### EXERCISE
The answer must be every line of the records in which the string "white" appears.

### DATA SECTION
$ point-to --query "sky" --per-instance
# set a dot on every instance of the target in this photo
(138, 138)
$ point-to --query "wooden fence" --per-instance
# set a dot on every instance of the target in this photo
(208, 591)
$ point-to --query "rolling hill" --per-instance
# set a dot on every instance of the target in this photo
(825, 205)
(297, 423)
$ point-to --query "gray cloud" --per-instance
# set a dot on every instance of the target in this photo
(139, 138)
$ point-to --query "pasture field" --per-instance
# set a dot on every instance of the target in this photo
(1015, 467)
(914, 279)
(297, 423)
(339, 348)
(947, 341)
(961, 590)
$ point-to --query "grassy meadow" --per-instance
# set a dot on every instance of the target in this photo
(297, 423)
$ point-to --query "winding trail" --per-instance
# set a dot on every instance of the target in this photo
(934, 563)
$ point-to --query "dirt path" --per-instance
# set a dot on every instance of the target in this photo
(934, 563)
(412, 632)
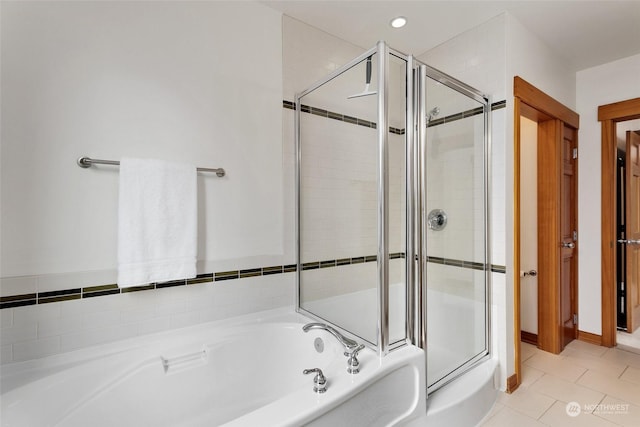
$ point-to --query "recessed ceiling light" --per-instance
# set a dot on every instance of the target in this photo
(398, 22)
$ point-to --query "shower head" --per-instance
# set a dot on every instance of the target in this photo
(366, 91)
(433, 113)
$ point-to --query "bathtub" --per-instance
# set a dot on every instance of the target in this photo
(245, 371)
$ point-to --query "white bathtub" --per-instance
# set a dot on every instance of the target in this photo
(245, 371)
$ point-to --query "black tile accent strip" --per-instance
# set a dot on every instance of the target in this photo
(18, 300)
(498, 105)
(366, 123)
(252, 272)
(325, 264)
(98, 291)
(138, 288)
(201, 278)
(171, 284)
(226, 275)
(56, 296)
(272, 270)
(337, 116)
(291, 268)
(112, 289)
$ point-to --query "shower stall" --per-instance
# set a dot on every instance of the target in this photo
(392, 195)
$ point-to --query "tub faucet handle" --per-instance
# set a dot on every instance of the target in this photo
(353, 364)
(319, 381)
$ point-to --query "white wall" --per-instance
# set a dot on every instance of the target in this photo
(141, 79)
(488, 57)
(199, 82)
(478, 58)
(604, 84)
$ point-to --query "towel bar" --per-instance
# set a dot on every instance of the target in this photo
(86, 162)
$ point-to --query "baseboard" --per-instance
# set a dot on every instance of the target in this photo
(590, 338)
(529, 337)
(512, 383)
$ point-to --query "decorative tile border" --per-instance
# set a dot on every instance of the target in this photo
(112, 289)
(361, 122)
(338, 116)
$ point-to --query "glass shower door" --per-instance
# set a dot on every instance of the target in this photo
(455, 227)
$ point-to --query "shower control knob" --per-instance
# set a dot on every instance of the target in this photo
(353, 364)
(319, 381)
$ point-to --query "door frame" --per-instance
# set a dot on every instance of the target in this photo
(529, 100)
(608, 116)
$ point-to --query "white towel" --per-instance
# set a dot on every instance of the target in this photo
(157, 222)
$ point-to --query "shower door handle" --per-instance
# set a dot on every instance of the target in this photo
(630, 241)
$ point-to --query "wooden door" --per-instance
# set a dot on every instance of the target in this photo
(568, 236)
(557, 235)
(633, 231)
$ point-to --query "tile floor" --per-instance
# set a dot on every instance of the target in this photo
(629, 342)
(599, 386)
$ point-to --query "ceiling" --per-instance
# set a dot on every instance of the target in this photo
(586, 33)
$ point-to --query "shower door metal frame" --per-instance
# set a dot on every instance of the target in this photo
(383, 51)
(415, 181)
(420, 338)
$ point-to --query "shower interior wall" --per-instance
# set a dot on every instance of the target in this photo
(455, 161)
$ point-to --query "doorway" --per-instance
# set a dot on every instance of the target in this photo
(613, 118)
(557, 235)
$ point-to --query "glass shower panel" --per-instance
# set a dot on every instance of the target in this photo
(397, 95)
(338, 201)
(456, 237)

---

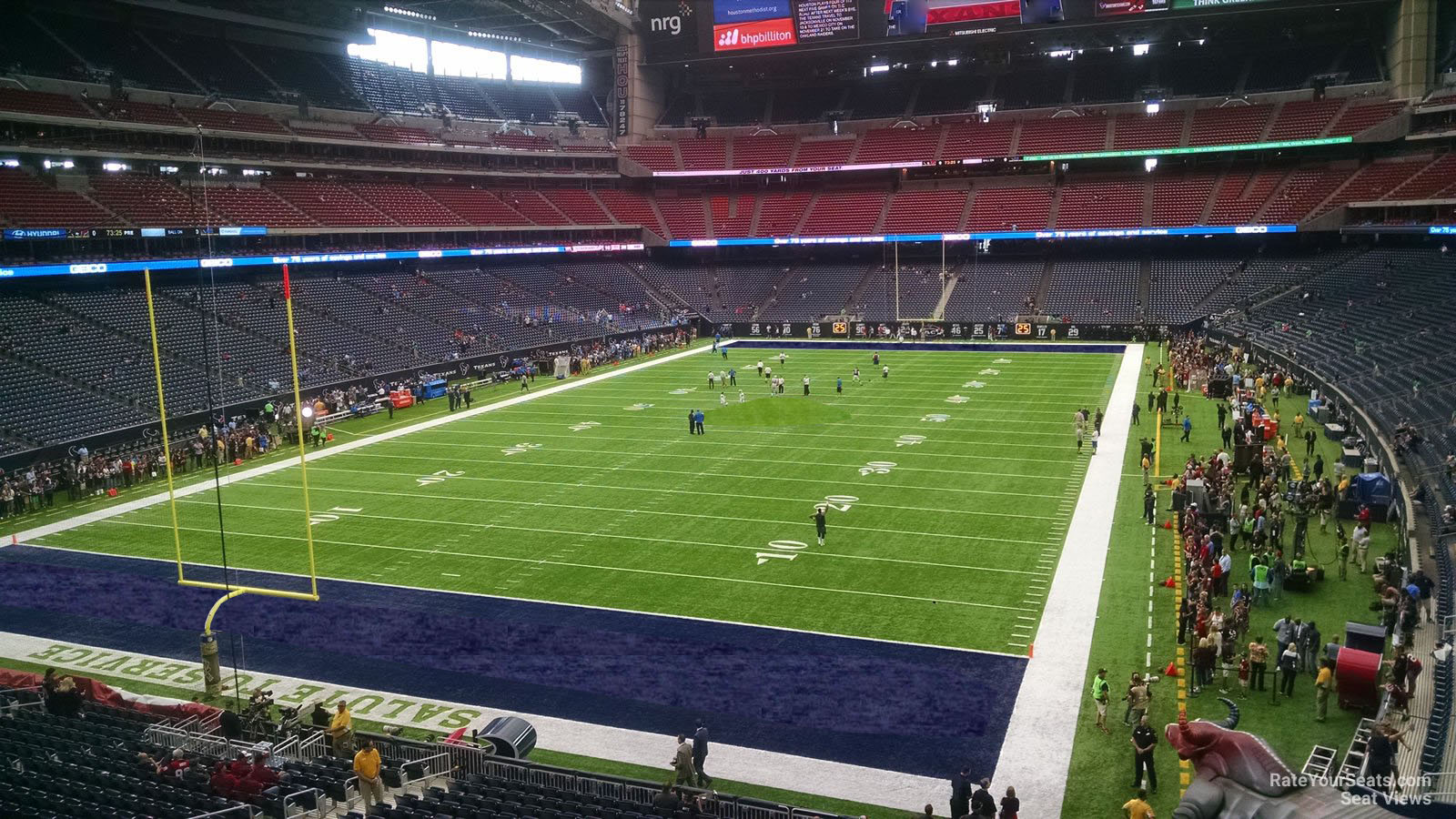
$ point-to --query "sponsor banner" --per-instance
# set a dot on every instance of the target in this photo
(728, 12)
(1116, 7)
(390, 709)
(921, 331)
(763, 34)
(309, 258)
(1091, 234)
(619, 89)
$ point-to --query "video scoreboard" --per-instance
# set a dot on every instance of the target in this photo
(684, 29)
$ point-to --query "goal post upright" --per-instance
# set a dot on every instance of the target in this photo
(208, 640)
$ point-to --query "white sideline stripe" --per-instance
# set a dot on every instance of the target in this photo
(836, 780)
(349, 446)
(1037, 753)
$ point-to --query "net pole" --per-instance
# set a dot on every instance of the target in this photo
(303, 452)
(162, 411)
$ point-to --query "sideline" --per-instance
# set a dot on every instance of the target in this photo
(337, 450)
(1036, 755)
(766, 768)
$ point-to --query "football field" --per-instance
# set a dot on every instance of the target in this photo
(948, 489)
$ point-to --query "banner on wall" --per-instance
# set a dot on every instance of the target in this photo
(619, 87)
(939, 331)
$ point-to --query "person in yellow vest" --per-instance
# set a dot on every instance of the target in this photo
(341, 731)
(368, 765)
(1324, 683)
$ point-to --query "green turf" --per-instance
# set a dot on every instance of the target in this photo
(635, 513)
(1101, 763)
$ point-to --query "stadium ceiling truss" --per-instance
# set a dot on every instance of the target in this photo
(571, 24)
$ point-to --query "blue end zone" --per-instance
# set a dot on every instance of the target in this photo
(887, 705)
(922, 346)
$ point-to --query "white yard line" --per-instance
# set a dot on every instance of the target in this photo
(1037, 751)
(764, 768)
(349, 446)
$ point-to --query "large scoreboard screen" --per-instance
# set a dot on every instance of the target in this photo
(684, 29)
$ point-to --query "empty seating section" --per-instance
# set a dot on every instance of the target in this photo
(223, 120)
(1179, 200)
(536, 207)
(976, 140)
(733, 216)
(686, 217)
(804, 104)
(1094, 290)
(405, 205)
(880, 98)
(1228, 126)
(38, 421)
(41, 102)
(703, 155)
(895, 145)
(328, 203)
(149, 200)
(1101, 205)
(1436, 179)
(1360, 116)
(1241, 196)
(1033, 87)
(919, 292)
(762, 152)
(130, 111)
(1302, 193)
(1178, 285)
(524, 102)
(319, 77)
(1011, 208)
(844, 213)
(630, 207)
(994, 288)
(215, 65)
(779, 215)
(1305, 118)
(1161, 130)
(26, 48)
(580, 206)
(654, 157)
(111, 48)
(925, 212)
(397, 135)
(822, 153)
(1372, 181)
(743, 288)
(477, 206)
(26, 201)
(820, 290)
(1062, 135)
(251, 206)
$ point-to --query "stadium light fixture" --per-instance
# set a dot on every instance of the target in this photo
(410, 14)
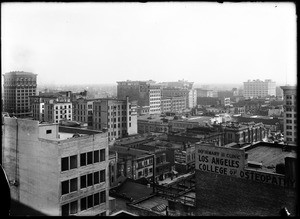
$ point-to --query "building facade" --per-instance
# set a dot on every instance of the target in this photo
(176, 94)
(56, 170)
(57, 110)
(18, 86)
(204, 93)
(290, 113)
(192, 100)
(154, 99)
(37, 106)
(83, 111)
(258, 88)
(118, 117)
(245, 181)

### EXERCISE ANSWER
$ point-to --query "white bathtub" --per-instance
$ point-to --query "white wall" --per-instance
$ point-to --query "white towel" --per-instance
$ point-to --query "white sideline stripe" --per-instance
$ point-to --query "white yard line" --per-instance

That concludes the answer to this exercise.